_EXERCISES TO COMPLETE_
(a) Update the Stalybridge cycling thread between "Hi, are there" and "mjr (12 Feb 2015)", inclusive, replacing "fat beginner" with "slow beginner".
(b) Using the Stalybridge cycling thread, answer these questions:
(i) Which club is dan_bo a member of?
(ii) How many members does screenman say their club has?
(iii) What kind of riding does dan_bo say he does most weekends?

_PROVIDED PASSAGE_
============================================================

# Cycling Club suitable for beginners in Stalybridge?



## damianr (12 Feb 2015)

Hi, are there any clubs near Stalybridge (East Manchester) who would be patient enough to tolerate a fat beginner? Thanks


----------



## mjr (12 Feb 2015)

http://www.saddleworthclarion.co.uk/skyrides.htm perhaps? I don't really know the local clubs. Someone in Greater Manchester Cycling Campaign may have more idea. http://www.manchesterfoe.org.uk/loveyourbike/cycling-events-calendar/ shows quite a lot of cycling going on.


----------



## Hacienda71 (12 Feb 2015)

@dan_bo is a member of Saddleworth Clarion


----------



## dan_bo (12 Feb 2015)

Hacienda71 said:


> @dan_bo is a member of Saddleworth Clarion



Yes I am!

I haven't been able to join in one of their Saturday morning 'Skyrides' but they're popular. Amiable bunch they are too. 

There's also eastlands velo, mossley crt and middleton cycling club. 


What is it you want from your riding? general fitness, racing, social rides? advice?


----------



## nickyboy (12 Feb 2015)

dan_bo said:


> Yes I am!
> 
> I haven't been able to join in one of their Saturday morning 'Skyrides' but they're popular. Amiable bunch they are too.
> 
> ...



Then there's the mighty Glossop Kinder Velo. But they do seem to like to ride up and down hills a lot though


----------



## dan_bo (12 Feb 2015)

nickyboy said:


> Then there's the mighty Glossop Kinder Velo. But they do seem to like to ride up and down hills a lot though


Yep their parcours for a sunday morning is typically lumpy it has to be said.


----------



## screenman (12 Feb 2015)

dan_bo said:


> Yep their parcours for a sunday morning is typically lumpy it has to be said.



Is that every rider in the club, we have 170+ members in our club, at the most we get 25 out on a Sunday run split into smaller groups from 14mph and up. The other 145 do their own thing in their own time and at their own speed. What most are happy to do though is have a ride with a club mate.


----------



## damianr (12 Feb 2015)

Hi, thanks for this gents.

@dan_bo basically I'm just happy to ride my bike at the moment! Eventually I would like to race but I need to lose a few lbs and get fitter first.


----------



## dan_bo (12 Feb 2015)

damianr said:


> Hi, thanks for this gents.
> 
> @dan_bo basically I'm just happy to ride my bike at the moment! Eventually I would like to race but I need to lose a few lbs and get fitter first.


I'm out most weekends, MTB/road mix. Giz a shout if you wanna hook up.


----------



## dan_bo (12 Feb 2015)

screenman said:


> Is that every rider in the club, we have 170+ members in our club, at the most we get 25 out on a Sunday run split into smaller groups from 14mph and up. The other 145 do their own thing in their own time and at their own speed. What most are happy to do though is have a ride with a club mate.

============================================================

_PROVIDED MATERIAL_
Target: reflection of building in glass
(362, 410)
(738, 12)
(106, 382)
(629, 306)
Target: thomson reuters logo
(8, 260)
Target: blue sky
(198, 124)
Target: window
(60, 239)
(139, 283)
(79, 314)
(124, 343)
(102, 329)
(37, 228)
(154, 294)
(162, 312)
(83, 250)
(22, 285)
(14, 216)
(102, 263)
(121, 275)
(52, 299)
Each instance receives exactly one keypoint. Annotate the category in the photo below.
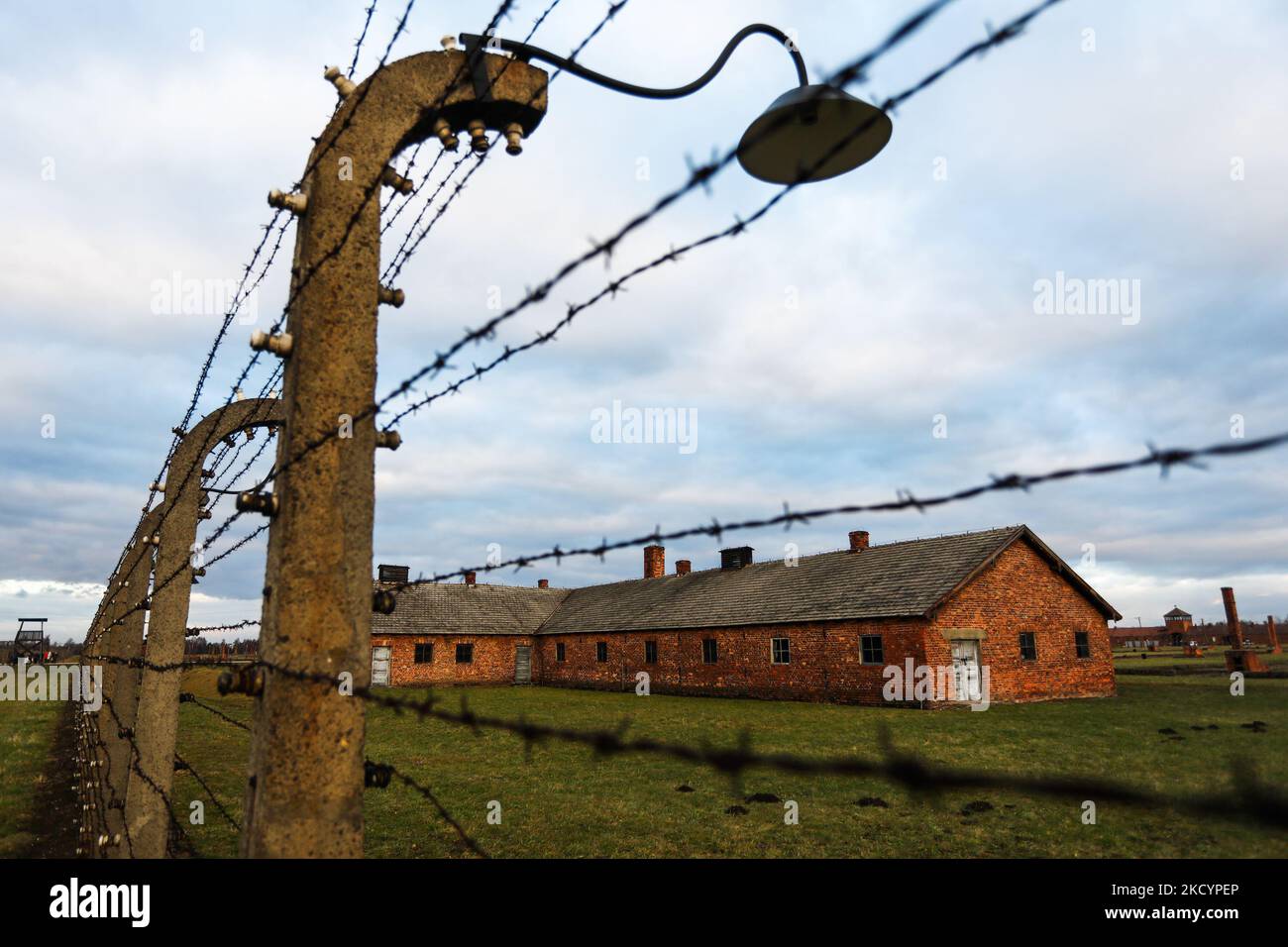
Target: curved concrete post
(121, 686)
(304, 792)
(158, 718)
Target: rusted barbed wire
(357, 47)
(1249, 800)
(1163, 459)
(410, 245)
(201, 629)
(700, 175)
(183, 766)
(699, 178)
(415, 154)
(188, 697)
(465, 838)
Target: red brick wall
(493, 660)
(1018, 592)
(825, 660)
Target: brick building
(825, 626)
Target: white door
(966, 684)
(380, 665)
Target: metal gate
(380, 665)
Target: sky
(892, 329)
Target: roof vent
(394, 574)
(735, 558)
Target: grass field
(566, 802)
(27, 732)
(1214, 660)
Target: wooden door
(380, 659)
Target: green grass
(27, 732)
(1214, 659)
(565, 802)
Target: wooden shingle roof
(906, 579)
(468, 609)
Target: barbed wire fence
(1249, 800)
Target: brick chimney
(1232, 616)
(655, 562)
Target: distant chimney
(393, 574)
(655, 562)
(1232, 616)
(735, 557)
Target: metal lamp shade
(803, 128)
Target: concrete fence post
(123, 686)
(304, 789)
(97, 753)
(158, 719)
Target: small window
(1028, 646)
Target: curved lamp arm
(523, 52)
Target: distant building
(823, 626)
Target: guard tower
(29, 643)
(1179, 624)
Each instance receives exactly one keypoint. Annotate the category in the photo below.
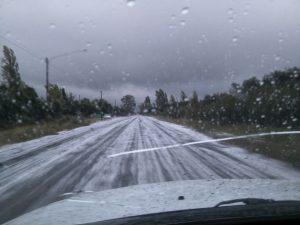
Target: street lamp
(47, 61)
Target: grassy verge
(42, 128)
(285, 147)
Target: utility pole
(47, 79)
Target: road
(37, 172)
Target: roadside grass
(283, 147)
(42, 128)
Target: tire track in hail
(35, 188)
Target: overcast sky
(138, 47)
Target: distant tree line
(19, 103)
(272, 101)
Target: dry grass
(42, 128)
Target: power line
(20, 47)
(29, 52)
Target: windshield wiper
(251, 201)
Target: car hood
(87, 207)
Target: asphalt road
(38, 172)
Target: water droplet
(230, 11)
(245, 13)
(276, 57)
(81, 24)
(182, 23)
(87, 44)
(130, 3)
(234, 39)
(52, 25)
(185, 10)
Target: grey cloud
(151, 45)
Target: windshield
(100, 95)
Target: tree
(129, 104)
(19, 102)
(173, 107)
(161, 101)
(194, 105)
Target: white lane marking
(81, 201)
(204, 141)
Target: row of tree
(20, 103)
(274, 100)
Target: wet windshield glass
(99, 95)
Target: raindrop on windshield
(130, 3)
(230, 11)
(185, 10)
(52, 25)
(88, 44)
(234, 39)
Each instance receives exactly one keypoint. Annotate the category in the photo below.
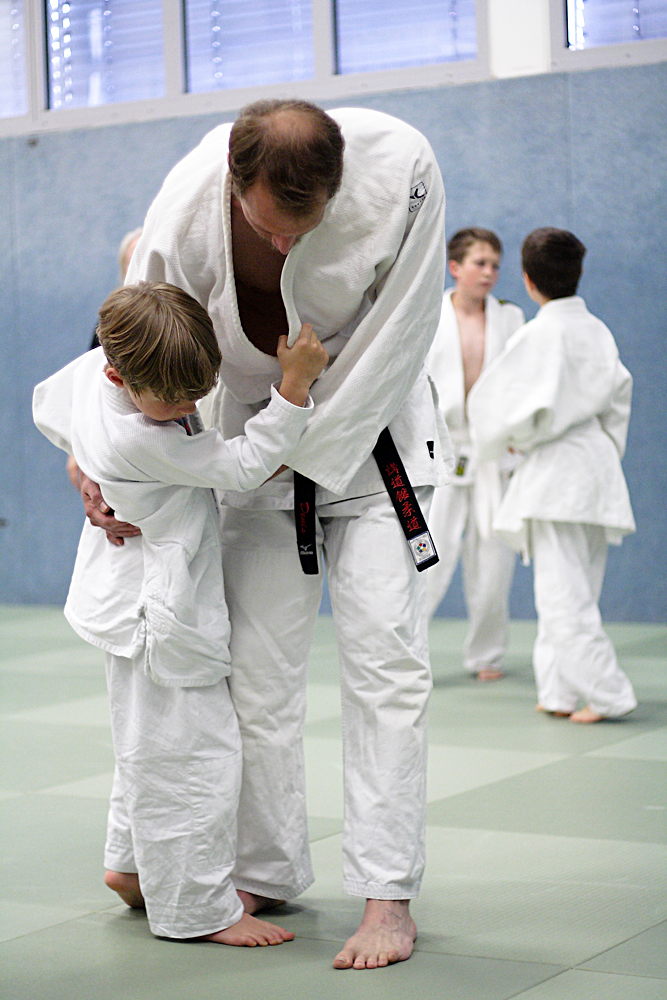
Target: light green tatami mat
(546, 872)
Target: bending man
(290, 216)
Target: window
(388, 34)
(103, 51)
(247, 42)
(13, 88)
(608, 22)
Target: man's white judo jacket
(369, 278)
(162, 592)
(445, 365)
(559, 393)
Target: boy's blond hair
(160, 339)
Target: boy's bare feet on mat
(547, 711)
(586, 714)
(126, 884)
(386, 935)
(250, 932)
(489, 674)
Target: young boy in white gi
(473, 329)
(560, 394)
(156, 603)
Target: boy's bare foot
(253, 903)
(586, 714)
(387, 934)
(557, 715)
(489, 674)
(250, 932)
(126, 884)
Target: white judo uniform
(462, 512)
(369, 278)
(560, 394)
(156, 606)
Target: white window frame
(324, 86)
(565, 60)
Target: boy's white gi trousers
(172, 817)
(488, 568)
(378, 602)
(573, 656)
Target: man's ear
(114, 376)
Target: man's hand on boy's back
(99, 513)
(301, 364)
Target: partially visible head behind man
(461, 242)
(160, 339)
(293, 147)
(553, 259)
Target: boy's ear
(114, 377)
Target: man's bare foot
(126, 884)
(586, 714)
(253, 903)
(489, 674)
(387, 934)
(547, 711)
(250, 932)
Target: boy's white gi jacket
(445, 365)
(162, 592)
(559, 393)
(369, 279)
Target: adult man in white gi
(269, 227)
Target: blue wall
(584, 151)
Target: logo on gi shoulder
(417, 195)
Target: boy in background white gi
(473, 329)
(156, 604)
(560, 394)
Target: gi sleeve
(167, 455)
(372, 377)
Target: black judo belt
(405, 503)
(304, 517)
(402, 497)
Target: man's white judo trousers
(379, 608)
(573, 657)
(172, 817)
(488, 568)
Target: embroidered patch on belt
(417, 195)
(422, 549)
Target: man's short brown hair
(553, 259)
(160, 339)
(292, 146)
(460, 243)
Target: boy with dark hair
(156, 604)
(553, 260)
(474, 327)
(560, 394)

============================================================

_ANSWERS BY ITEM_
(a)
Hi, are there any clubs near Stalybridge (East Manchester) who would be patient enough to tolerate a slow beginner? Thanks


----------



## mjr (12 Feb 2015)

(b)
(i) Saddleworth Clarion.
(ii) More than 170 (170+).
(iii) A mix of MTB and road riding.